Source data
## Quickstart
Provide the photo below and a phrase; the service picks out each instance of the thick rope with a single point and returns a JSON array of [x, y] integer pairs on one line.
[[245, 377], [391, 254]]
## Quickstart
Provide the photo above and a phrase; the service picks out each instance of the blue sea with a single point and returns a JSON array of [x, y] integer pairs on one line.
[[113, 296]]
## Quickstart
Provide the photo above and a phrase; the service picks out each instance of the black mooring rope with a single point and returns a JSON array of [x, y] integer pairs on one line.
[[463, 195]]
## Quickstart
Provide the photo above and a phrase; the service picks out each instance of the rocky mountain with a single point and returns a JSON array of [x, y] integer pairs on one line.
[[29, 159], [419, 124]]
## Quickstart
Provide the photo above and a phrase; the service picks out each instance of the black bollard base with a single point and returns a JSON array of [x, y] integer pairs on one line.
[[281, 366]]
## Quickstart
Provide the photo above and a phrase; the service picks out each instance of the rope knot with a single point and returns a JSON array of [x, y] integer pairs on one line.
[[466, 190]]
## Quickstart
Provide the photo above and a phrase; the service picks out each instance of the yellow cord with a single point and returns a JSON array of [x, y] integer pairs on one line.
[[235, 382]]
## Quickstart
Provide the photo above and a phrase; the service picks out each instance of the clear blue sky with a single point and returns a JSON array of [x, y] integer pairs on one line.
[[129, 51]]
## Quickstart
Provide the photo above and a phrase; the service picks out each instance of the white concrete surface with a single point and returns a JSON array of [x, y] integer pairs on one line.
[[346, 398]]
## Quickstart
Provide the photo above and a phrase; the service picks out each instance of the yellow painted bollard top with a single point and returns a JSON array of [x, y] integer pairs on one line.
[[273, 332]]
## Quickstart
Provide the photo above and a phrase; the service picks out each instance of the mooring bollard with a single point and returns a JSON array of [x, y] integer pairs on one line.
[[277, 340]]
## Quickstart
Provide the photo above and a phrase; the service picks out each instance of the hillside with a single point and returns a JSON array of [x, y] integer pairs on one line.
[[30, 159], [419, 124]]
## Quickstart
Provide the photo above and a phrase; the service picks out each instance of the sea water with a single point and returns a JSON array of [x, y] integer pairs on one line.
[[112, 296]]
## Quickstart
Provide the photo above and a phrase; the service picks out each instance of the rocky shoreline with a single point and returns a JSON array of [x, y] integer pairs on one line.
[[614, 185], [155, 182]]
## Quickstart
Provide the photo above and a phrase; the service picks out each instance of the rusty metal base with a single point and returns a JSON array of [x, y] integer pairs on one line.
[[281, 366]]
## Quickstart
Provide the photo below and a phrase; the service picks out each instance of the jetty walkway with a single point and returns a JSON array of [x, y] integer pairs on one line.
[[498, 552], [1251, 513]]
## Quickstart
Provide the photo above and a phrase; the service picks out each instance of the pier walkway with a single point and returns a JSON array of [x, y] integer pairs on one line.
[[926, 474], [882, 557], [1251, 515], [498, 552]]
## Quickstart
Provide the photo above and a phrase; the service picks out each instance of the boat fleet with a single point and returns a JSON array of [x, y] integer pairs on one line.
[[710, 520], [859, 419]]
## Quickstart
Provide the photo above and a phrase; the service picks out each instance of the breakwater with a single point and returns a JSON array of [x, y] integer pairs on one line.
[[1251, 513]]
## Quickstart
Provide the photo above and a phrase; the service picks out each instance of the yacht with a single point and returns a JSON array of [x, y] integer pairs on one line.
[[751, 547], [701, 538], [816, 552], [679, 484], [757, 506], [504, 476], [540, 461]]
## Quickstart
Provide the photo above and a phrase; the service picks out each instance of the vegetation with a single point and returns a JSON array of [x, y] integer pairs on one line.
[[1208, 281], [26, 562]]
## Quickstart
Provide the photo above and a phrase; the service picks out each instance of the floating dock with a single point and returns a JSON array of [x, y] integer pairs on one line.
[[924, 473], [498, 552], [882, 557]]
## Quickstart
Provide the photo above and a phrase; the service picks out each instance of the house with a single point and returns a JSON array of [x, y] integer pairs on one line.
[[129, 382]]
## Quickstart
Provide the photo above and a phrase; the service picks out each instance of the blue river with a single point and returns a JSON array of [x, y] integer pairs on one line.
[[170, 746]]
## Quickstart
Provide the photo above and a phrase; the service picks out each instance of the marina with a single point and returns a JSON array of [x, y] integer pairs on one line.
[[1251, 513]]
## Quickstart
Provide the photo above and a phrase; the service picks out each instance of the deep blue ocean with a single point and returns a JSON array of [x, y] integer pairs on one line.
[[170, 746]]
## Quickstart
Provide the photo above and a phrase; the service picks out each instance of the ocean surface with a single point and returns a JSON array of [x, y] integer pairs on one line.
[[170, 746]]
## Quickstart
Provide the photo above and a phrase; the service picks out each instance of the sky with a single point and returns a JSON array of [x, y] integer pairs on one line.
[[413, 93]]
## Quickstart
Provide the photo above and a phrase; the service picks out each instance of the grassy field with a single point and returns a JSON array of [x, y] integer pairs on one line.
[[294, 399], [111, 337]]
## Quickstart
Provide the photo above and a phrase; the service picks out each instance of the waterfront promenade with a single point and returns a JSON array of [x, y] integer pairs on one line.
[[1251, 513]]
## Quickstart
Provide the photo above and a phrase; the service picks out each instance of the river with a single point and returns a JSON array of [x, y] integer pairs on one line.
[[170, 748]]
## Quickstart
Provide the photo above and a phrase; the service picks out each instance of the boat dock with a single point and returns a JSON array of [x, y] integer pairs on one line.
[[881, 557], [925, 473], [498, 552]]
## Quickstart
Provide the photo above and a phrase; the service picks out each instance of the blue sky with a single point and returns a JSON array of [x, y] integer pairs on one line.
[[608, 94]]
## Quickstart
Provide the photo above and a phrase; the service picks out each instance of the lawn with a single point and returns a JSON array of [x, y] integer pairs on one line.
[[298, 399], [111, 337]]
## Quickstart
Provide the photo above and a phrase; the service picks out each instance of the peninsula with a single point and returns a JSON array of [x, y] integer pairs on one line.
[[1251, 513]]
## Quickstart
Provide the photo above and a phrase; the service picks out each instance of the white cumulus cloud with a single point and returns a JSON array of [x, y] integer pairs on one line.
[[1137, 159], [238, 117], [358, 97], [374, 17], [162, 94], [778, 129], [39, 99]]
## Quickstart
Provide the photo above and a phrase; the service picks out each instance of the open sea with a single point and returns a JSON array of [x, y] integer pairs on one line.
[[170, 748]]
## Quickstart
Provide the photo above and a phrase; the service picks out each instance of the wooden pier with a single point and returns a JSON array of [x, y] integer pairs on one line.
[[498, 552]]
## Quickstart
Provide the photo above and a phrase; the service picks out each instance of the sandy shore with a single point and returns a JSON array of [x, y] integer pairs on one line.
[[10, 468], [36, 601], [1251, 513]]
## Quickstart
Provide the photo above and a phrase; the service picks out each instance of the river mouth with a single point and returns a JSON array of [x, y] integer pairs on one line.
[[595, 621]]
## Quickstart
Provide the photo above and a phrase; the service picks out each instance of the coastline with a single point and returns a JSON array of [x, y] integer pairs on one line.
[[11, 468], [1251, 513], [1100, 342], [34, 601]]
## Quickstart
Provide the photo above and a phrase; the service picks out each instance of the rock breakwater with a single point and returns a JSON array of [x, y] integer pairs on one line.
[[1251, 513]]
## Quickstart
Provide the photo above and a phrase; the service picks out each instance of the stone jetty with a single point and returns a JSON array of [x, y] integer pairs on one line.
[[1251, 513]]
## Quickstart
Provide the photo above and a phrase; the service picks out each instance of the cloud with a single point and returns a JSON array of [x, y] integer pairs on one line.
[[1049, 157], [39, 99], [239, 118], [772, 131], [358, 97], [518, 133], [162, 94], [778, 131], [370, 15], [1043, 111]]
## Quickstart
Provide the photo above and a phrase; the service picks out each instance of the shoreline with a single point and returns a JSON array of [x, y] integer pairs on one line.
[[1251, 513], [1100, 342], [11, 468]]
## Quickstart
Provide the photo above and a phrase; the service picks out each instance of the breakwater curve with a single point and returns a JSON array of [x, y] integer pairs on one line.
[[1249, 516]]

### Problem
Write out again exactly the lines that run from the one holding "the river mouth" through the last line of the data; omit all other lines.

### Response
Provide the photo above and a phrase; the service picks out each instance of the river mouth with a single point and returns a JSON array of [x, y] integer pairs on one line.
[[595, 621]]
## Quickstart
Provide the photo above and a phrase; the service picks out each instance of the coastline with a single point and returns a JSON array of [x, y] integer pairs on one line.
[[11, 468], [1251, 513], [1100, 342], [34, 601]]
## Quickstart
Provide the photo above and a phrase; the service picks out each instance of the rock breakwater with a single point and returns a JSON array of [x, y] integer pairs on one line.
[[1251, 513]]
## Quickstart
Provide the photo above and a phrase; the service picks out each instance of the stone jetty with a single point and returns a JSON array of [x, y] integer pairs on one line.
[[1251, 513]]
## Quickstart
Provide the photo above and a phrase; the service picks out each instance of the cloud with a single point and returns a JSON array of [x, y] integer pairs on one line.
[[1049, 157], [39, 99], [239, 118], [772, 131], [358, 97], [518, 133], [162, 94], [778, 131], [370, 15], [1043, 111]]
## Quickstart
Provide the photo above and a phrase; the service picks out each instance of the shoreline with a single point and returns a JSON array of [x, y] integer pairs on one line.
[[1251, 513], [1100, 342], [11, 468]]
## Quickstart
Provide the photo above and a phrase; the service picks out each instance of the breakwater curve with a single point and returns a JSON array of [x, y] integer pairs on one line.
[[1249, 516]]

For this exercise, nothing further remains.